**What this task involves**
Set out every line of the rows below as a Markdown table with the columns Line No and Entry, numbering each line in order and skipping blank lines. Leave the pictures out of your answer.

(Saved data rows)
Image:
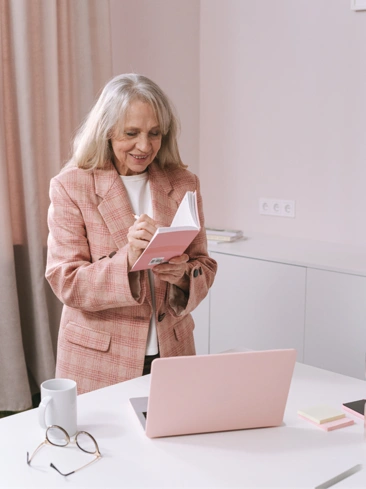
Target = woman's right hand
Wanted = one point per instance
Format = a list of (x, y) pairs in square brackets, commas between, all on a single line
[(139, 236)]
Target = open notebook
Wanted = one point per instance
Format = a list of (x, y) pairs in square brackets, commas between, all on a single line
[(172, 241), (220, 392)]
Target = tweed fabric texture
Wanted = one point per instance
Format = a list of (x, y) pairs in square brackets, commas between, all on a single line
[(106, 313)]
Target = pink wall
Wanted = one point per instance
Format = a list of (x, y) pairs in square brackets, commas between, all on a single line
[(160, 39), (272, 99), (283, 115)]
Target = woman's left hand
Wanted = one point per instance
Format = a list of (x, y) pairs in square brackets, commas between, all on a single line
[(174, 272)]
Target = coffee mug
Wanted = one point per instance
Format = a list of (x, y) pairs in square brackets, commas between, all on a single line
[(59, 404)]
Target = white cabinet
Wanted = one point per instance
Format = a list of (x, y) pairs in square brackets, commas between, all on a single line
[(256, 304), (288, 293), (335, 328)]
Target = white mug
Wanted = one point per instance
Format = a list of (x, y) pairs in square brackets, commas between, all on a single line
[(59, 404)]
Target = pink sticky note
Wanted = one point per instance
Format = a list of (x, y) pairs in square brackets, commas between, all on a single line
[(332, 425)]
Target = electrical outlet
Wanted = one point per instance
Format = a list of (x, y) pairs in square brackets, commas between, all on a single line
[(277, 207), (288, 208)]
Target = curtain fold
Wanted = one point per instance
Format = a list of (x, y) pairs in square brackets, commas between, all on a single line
[(55, 58)]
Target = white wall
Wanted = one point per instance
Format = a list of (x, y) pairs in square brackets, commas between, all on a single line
[(283, 114), (160, 39)]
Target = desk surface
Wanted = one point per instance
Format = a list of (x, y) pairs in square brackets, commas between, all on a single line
[(296, 455)]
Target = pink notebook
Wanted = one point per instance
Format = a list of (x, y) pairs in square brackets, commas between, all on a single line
[(172, 241), (220, 392), (165, 245)]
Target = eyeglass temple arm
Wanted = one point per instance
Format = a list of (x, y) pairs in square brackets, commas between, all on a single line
[(73, 472), (29, 459)]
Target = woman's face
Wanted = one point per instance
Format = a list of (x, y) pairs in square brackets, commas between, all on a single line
[(140, 141)]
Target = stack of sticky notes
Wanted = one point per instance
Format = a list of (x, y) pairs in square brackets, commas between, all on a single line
[(325, 417)]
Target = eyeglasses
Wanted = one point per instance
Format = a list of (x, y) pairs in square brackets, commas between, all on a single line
[(58, 437)]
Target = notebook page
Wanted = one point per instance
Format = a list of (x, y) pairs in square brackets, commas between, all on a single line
[(186, 214)]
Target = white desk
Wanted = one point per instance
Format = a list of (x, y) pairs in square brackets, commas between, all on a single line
[(295, 455)]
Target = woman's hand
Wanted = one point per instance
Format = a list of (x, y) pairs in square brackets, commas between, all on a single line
[(174, 272), (139, 236)]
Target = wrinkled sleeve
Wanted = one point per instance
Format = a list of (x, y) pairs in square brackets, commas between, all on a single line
[(75, 280)]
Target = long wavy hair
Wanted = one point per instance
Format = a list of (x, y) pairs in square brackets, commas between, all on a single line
[(91, 145)]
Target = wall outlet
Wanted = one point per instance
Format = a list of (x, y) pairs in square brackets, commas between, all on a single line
[(277, 207)]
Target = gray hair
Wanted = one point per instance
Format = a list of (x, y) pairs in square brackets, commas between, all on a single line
[(92, 148)]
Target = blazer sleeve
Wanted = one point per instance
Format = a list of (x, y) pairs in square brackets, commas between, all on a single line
[(201, 270), (75, 280)]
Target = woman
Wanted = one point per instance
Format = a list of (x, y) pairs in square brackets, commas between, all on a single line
[(125, 178)]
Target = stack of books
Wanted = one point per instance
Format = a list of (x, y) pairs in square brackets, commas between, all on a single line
[(223, 235)]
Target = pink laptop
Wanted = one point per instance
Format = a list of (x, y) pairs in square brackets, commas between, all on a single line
[(220, 392)]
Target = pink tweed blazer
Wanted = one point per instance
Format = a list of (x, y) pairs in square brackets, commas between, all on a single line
[(106, 312)]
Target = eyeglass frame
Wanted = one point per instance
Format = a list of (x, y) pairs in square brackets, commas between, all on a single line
[(47, 441)]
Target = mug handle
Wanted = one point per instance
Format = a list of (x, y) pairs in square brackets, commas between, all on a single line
[(42, 411)]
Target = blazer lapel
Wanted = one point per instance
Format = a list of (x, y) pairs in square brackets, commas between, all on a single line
[(115, 207)]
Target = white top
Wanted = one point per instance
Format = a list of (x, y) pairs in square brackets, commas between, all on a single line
[(138, 190), (292, 456)]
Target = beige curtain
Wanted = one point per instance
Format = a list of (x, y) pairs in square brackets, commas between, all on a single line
[(55, 58)]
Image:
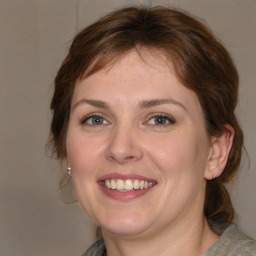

**Response to this task**
| Line No | Entry |
|---|---|
| 1 | Image: |
| 2 | Target = woman's right hand |
| 3 | Wanted = one point per instance |
| 4 | Format = a list of (x, y) pairs in square brackets, commas between, all on a single line |
| 5 | [(139, 236)] |
| 6 | Target = open notebook |
| 7 | Wanted = one point per instance |
| 8 | Format = a list of (x, y) pairs in square brackets, commas between, all on a single line |
| 9 | [(172, 241), (220, 392)] |
| 10 | Target = tweed fabric texture |
| 11 | Wanted = one point per instance |
| 12 | Format = a list of (x, y) pairs in square brackets, commas between, all on a single line |
| 13 | [(106, 313)] |
| 14 | Target = pink wall |
| 15 | Wanted = one point per instance |
| 16 | Format = a list of (x, y) pairs in square brackets, commas between, all on a single line |
| 17 | [(160, 39), (272, 99), (283, 115)] |
| 18 | Target = woman's left hand |
| 19 | Wanted = one point per instance |
| 20 | Format = a list of (x, y) pairs in square brackets, commas between, all on a single line |
| 21 | [(174, 272)] |
| 22 | Target = coffee mug |
| 23 | Wanted = one point per instance |
| 24 | Format = a list of (x, y) pairs in square brackets, commas between, all on a single line |
| 25 | [(59, 404)] |
| 26 | Target = white cabinet |
| 27 | Wanted = one point per instance |
| 28 | Format = a list of (x, y) pairs in square brackets, commas between, all on a single line |
| 29 | [(256, 304), (288, 293), (335, 328)] |
| 30 | Target = white mug |
| 31 | Wanted = one point per instance |
| 32 | Format = a list of (x, y) pairs in square brackets, commas between, all on a single line |
| 33 | [(59, 404)] |
| 34 | Target = pink sticky note |
| 35 | Wanted = one point per instance |
| 36 | Format = a list of (x, y) pairs in square brackets, commas between, all on a single line |
| 37 | [(332, 425)] |
| 38 | Target = electrical outlet |
| 39 | Wanted = one point per instance |
| 40 | Format = a list of (x, y) pairs in square brackets, commas between, all on a single line |
| 41 | [(277, 207), (288, 208)] |
| 42 | Target = curtain fold |
| 43 | Wanted = one point per instance |
| 44 | Format = a list of (x, y) pairs in square brackets, commas between, all on a single line |
| 45 | [(55, 58)] |
| 46 | Target = white wall |
| 47 | Wanted = one point per instance |
| 48 | Format = a list of (x, y) pairs in square brackets, commas between, all on a single line |
| 49 | [(283, 114), (160, 39)] |
| 50 | Target = desk surface |
| 51 | Wanted = one point per instance |
| 52 | Format = a list of (x, y) pairs in square brackets, commas between, all on a single line |
| 53 | [(296, 455)] |
| 54 | Target = pink notebook |
| 55 | Wanted = one point per instance |
| 56 | Format = a list of (x, y) pairs in square brackets, commas between, all on a single line |
| 57 | [(172, 241), (220, 392), (165, 245)] |
| 58 | Target = eyeglass temple arm |
| 59 | Wanted = one point per instance |
| 60 | Format = a list of (x, y) pairs in square brackets, commas between, all on a single line |
| 61 | [(73, 472), (29, 459)] |
| 62 | Target = woman's face |
| 63 | Wanted = one point per instance |
| 64 | Format = a list of (x, y) pairs in square brackets, commas between, all on a single line |
| 65 | [(140, 141)] |
| 66 | Target = stack of sticky notes |
| 67 | Wanted = one point per instance |
| 68 | Format = a list of (x, y) pairs in square brackets, commas between, all on a single line |
| 69 | [(325, 417)] |
| 70 | Target = eyeglasses |
| 71 | Wanted = one point per instance |
| 72 | Format = a list of (x, y) pairs in square brackets, commas between, all on a single line |
| 73 | [(58, 437)] |
| 74 | Target = notebook page |
| 75 | Wanted = one point per instance |
| 76 | Format = a list of (x, y) pairs in square brackets, commas between, all on a single line |
| 77 | [(186, 214)] |
| 78 | Target = white desk |
| 79 | Wanted = one point per instance |
| 80 | Format = a list of (x, y) pairs in square brackets, commas between, all on a single line |
| 81 | [(295, 455)] |
| 82 | Target = woman's hand |
| 83 | Wanted = one point per instance |
| 84 | Format = a list of (x, y) pairs in square brackets, commas between, all on a single line |
| 85 | [(174, 272), (139, 236)] |
| 86 | Target = wrinkled sleeve |
| 87 | Wanted = one point per instance |
| 88 | Format = a list of (x, y) pairs in square brackets, commas between, all on a single line |
| 89 | [(75, 280)] |
| 90 | Target = long wavy hair |
| 91 | Wanted = one point per instance |
| 92 | Format = a list of (x, y) pairs in square brackets, commas between, all on a single line |
| 93 | [(91, 145)] |
| 94 | Target = wall outlet |
| 95 | Wanted = one point per instance |
| 96 | Format = a list of (x, y) pairs in square brackets, commas between, all on a single line |
| 97 | [(277, 207)] |
| 98 | Target = gray hair |
| 99 | Wanted = one point per instance |
| 100 | Format = a list of (x, y) pairs in square brackets, commas between, all on a single line |
| 101 | [(92, 148)] |
| 102 | Target = blazer sleeve |
| 103 | Wanted = one point per instance |
| 104 | Format = a list of (x, y) pairs in square brackets, commas between, all on a single line |
| 105 | [(201, 270), (75, 280)] |
| 106 | Target = woman |
| 107 | Wanted = one point per instance |
| 108 | Format = a list of (x, y) pairs in square brackets, commas between, all on a single line |
| 109 | [(125, 178)] |
| 110 | Target = stack of books |
| 111 | Wanted = one point per instance |
| 112 | Format = a list of (x, y) pairs in square brackets, commas between, all on a single line |
| 113 | [(223, 235)] |
| 114 | Target = pink laptop |
| 115 | Wanted = one point per instance |
| 116 | Format = a list of (x, y) pairs in square brackets, commas between, all on a single line |
| 117 | [(220, 392)] |
| 118 | Target = pink tweed blazer |
| 119 | Wanted = one point per instance |
| 120 | Format = a list of (x, y) pairs in square brackets, commas between, all on a single line |
| 121 | [(106, 312)] |
| 122 | Target = eyeglass frame |
| 123 | Wanted = one point per instance |
| 124 | Format = a list of (x, y) pairs in square brackets, commas between, all on a single line |
| 125 | [(47, 441)] |
| 126 | Target = mug handle |
| 127 | Wanted = one point per instance |
| 128 | Format = a list of (x, y) pairs in square brackets, commas between, all on a single line |
| 129 | [(42, 411)] |
| 130 | Target = blazer lapel |
| 131 | Wanted = one point per instance |
| 132 | Format = a list of (x, y) pairs in square brackets, commas between, all on a single line |
| 133 | [(115, 207)] |
| 134 | Target = white top |
| 135 | Wanted = one point per instance |
| 136 | Format = a list of (x, y) pairs in square brackets, commas between, all on a single line |
| 137 | [(138, 190), (292, 456)] |
| 138 | Target = beige curtain |
| 139 | Wanted = one point per instance |
| 140 | Format = a list of (x, y) pairs in square brackets, commas between, all on a single line |
| 141 | [(55, 58)] |
| 142 | Image: |